Report each line of the listing that contains the string "background", matching case exactly.
━━━━━━━━━━━━━━━━━━━━━━━━━━━━━━
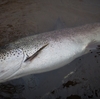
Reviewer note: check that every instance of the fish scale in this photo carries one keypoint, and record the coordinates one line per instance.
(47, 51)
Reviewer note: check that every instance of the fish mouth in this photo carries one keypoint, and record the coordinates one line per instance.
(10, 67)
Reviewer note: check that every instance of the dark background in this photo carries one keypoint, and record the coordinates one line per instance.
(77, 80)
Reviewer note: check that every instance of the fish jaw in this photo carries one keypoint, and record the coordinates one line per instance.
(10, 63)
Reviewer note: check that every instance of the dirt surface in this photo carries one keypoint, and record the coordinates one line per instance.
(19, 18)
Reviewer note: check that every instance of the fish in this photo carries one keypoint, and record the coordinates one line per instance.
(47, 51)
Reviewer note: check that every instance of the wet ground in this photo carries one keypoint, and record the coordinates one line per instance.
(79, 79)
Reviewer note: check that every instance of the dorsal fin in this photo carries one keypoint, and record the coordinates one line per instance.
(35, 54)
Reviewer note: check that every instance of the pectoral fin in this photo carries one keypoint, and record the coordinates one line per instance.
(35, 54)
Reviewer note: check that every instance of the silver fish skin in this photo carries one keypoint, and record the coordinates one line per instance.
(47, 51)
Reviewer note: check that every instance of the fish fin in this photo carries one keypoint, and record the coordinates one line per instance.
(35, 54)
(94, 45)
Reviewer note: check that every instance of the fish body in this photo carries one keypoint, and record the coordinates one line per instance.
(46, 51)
━━━━━━━━━━━━━━━━━━━━━━━━━━━━━━
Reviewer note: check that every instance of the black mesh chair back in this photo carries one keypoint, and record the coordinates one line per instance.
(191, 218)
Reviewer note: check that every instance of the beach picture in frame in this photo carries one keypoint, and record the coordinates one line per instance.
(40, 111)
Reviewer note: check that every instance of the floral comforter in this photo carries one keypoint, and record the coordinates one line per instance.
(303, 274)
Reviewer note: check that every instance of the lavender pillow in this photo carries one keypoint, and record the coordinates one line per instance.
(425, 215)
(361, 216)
━━━━━━━━━━━━━━━━━━━━━━━━━━━━━━
* _Solution for this task_:
Reviewer note: check that every instance of the dark background in this photo carries one keypoint, and record the coordinates one line per instance.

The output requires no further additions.